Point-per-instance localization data

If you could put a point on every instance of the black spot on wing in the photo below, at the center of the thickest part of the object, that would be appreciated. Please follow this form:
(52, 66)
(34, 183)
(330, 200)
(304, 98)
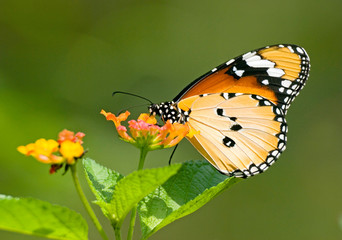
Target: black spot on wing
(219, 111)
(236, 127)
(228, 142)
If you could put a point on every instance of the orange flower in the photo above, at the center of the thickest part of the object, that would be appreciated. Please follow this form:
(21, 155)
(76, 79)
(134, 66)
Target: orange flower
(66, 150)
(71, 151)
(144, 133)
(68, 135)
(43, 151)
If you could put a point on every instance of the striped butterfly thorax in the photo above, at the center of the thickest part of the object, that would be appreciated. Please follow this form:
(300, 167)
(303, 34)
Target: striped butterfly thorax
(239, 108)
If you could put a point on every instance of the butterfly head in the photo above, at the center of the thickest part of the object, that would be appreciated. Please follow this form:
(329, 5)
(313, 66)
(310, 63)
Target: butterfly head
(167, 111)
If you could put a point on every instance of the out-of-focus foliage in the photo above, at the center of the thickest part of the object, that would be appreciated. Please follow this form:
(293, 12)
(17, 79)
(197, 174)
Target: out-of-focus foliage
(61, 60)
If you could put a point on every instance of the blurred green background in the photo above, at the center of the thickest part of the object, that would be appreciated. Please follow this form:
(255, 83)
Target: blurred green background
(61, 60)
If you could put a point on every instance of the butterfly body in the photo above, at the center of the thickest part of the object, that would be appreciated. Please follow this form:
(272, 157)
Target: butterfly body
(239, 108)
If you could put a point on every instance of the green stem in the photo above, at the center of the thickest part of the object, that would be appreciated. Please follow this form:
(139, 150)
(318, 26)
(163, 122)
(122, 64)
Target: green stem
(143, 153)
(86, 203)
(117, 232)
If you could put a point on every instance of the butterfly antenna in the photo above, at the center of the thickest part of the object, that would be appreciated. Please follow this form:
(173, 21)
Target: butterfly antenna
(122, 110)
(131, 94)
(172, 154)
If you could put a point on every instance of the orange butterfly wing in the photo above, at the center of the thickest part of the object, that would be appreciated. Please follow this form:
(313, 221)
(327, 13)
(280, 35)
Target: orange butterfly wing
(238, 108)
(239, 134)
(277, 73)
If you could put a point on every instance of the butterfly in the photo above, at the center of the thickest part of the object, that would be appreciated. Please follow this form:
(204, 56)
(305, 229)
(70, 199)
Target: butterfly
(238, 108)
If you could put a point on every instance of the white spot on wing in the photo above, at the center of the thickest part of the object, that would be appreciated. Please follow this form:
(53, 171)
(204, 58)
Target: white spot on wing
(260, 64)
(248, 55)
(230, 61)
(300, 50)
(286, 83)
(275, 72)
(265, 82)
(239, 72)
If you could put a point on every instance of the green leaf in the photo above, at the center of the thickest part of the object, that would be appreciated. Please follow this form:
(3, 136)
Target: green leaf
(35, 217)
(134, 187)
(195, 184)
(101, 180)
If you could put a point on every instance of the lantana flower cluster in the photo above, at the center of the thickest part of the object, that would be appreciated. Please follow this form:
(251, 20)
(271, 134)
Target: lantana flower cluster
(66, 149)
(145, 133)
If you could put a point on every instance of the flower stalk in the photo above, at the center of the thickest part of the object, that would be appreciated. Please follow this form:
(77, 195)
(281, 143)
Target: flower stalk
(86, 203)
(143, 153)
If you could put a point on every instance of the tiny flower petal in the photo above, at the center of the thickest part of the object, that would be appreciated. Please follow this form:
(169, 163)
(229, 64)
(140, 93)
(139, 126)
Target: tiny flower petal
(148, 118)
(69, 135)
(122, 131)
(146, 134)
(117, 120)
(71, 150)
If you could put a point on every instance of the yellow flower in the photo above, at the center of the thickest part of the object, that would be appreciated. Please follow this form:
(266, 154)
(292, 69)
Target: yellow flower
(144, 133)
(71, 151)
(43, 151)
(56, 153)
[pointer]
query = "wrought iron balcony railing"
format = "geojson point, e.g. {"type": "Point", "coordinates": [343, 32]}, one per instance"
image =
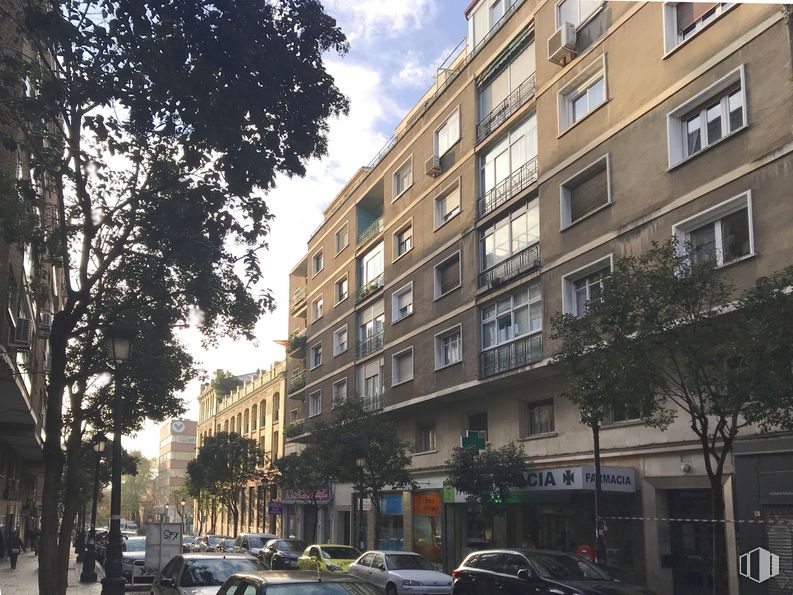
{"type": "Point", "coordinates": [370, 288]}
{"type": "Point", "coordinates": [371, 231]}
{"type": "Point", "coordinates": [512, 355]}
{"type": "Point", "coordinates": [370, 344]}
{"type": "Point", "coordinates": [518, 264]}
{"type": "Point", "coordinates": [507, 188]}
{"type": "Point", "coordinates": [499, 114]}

---

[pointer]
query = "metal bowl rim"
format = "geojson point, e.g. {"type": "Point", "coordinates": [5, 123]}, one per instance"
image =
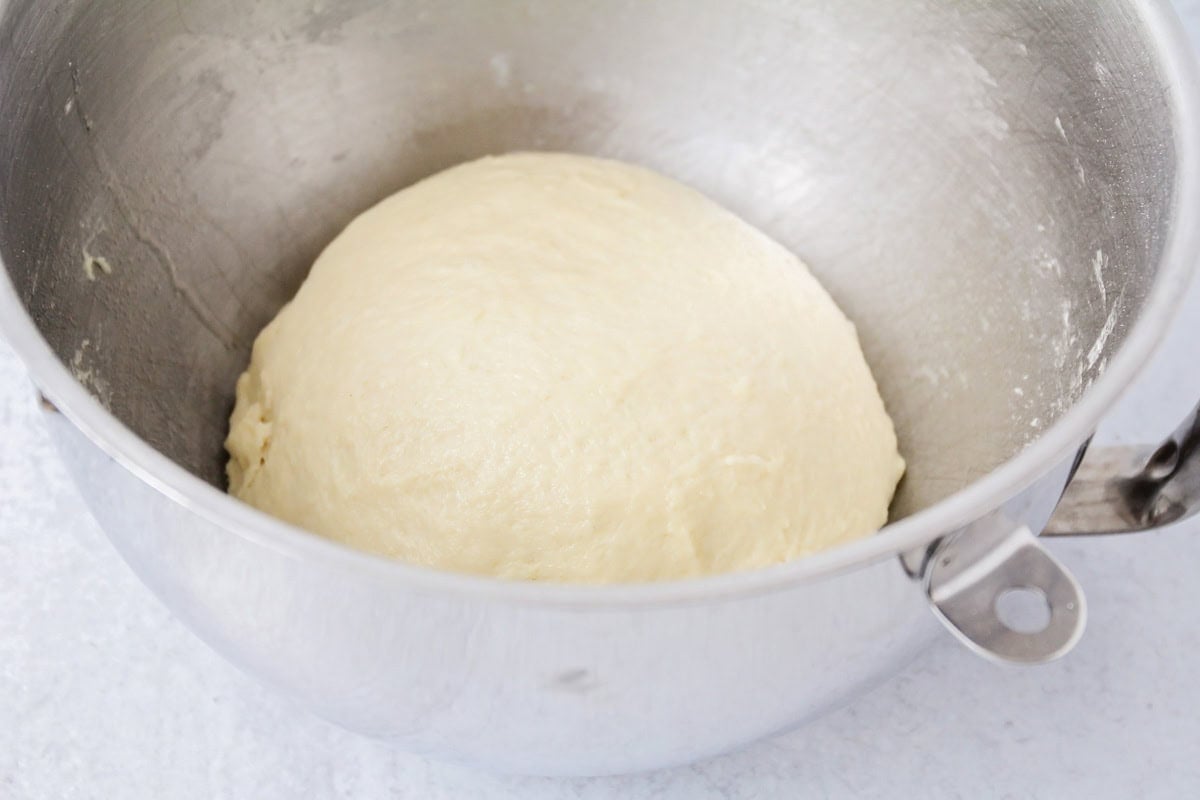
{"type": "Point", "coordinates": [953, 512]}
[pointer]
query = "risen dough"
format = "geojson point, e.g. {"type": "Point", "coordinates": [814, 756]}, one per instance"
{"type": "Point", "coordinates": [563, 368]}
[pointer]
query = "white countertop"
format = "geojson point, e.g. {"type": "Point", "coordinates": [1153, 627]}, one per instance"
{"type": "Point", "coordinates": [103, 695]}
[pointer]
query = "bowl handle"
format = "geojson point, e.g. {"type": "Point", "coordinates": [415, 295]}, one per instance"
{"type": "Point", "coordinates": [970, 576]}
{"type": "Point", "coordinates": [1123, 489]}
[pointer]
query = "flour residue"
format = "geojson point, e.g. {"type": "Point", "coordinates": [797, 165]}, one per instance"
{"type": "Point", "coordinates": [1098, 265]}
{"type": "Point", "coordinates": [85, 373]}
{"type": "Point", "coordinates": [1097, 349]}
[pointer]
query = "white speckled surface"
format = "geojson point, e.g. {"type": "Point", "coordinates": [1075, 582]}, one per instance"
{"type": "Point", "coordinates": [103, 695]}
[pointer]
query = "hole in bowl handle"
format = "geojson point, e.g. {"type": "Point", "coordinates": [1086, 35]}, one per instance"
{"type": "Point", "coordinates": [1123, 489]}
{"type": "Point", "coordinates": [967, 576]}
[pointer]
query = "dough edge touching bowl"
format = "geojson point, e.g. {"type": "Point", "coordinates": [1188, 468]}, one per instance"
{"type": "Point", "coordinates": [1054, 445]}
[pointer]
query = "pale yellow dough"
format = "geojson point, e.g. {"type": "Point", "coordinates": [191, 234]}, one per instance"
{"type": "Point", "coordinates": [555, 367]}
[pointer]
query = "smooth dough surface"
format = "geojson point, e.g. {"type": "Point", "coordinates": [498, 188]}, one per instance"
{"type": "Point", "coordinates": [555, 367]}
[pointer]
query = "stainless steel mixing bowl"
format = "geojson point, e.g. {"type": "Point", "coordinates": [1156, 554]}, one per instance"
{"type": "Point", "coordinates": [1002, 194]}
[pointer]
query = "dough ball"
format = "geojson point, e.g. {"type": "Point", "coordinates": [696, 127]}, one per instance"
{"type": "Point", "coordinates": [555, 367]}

...

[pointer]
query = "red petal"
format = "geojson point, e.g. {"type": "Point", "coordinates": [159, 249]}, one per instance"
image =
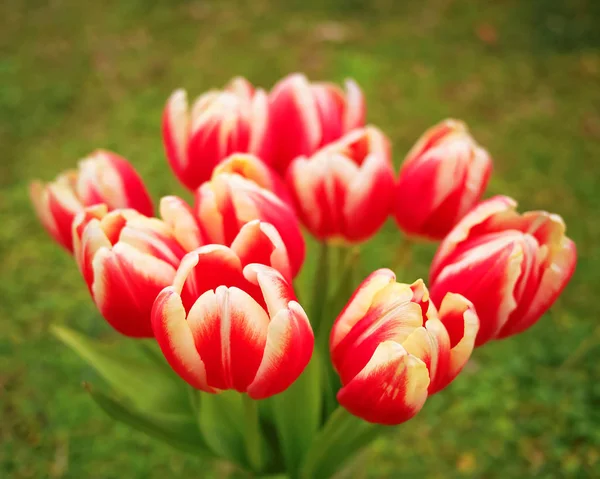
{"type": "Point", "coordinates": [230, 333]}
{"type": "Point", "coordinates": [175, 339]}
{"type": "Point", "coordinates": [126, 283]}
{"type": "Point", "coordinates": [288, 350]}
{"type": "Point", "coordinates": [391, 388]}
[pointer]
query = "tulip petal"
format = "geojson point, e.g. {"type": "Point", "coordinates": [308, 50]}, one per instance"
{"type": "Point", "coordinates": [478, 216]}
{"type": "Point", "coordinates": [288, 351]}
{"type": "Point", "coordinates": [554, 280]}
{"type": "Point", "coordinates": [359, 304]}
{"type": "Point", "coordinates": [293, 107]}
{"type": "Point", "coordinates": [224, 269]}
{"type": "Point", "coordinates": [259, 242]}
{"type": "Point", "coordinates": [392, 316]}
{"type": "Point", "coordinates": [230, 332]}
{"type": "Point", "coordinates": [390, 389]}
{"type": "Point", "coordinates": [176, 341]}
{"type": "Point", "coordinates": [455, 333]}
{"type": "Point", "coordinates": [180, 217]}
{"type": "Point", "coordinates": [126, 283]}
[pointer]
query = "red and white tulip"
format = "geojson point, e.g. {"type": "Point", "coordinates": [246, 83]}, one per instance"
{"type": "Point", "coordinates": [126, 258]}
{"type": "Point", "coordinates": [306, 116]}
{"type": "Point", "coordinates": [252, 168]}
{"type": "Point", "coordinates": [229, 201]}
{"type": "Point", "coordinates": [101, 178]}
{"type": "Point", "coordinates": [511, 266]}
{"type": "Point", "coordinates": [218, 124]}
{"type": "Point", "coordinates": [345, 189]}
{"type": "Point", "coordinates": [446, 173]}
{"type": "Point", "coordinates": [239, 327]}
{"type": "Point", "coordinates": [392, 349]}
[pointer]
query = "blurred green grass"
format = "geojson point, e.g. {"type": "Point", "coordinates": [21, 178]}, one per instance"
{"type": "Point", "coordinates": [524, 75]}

→ Exercise requirements
Only a number should be given: the count of lines above that contain the word "bowl".

→ Expected output
5